Written request:
Lay out the rows below as a Markdown table with the columns Number and Line, giving each non-blank line its own numbered row. Leave the pictures out.

-- Start Available records --

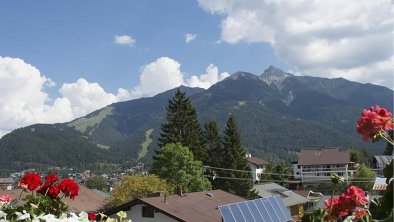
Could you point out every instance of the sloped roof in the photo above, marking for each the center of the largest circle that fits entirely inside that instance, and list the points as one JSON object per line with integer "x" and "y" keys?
{"x": 322, "y": 156}
{"x": 289, "y": 197}
{"x": 197, "y": 206}
{"x": 380, "y": 183}
{"x": 264, "y": 209}
{"x": 383, "y": 160}
{"x": 257, "y": 161}
{"x": 87, "y": 200}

-- End Available records --

Output below:
| Number | Line |
|---|---|
| 1 | Could you point out every instance of the sloped roof in the photo above, marking for each the center of the largest circle that fits entirely inside that instance, and list the points as one JSON object per line with integer "x" and "y" keys? |
| 2 | {"x": 322, "y": 156} |
| 3 | {"x": 289, "y": 197} |
| 4 | {"x": 197, "y": 206} |
| 5 | {"x": 380, "y": 183} |
| 6 | {"x": 264, "y": 209} |
| 7 | {"x": 383, "y": 160} |
| 8 | {"x": 257, "y": 161} |
| 9 | {"x": 87, "y": 200} |